### Extract to read
┄┄┄┄┄┄

To have an actual backslash character in your regular expression as literal character, you have to write four backslashes, like in Java.
This is because the backslash is both an escape character for regular String
s as well as in Regex
s.
The expression "\\"
yields a string containing a single backslash. However, to get a literal backslash character in a regular expression, you have to escape it with another backslash character.
That is:
The expression "\\\\"
turns into a String
containing of two '\'
characters, that is "\\"
.
The String
"\\"
turned into a Regex
becomes a regular expression containing a single backslash literal \
.
You can see this more clearly by executing the following code:
println("\\\\") // String with two backslash characters
println("\\\\".toRegex()) // Regex with single backslash literal
println("\\") // String with single backslash characters
println("\\".toRegex()) // Exception in thread "main" java.util.regex.PatternSyntaxException: Unexpected internal error near index 1 \
In general I'd recommend to use raw strings, whenever creating a regular expression in Kotlin. They're delimited by triple quotes ("""
) instead of single quotes ("
).
In raw string literals, the backslash character is not an escape character, thus you neither have to escape it (for the String) nor the single quotes.
Instead of "\"(.?(\\\\\")?)*?\""
you can write """"(.?(\\")?)*?""""
.
Additionally, you can use the extension function
fun String.toRegex(): Regex
, to convert your String
to a Regex
object, but that's just a question of preference.
All in all, your code could look like:
val fileContents = """normal "commen\"t" end"""
val regex = """"(.?(\\")?)*?"""".toRegex()
val comments = fileContents.replace(regex, "")
println(comments) // prints "normal end"

┄┄┄┄┄┄

### Source material
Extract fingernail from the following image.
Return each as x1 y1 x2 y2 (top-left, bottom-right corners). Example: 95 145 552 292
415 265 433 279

┄┄┄┄┄┄

### Required work
1. Summarize the passage on backslashes in Kotlin regular expressions in two sentences.
2. According to the passage on backslashes in Kotlin regular expressions, what delimits raw strings?
3. From the passage on backslashes in Kotlin regular expressions, print the stretch from "you can write" through "question of preference.".

### Responses by task
1. A literal backslash in a regular expression needs four backslashes in an ordinary string literal, because the backslash is an escape character both in strings and in regular expressions. The passage recommends writing regular expressions in Kotlin as raw strings, delimited by triple quotes, where the backslash is not an escape character, and mentions the toRegex() extension function for turning a String into a Regex.

2. Triple quotes (""").

3.
you can write """"(.?(\\")?)*?""""
.
Additionally, you can use the extension function
fun String.toRegex(): Regex
, to convert your String
to a Regex
object, but that's just a question of preference.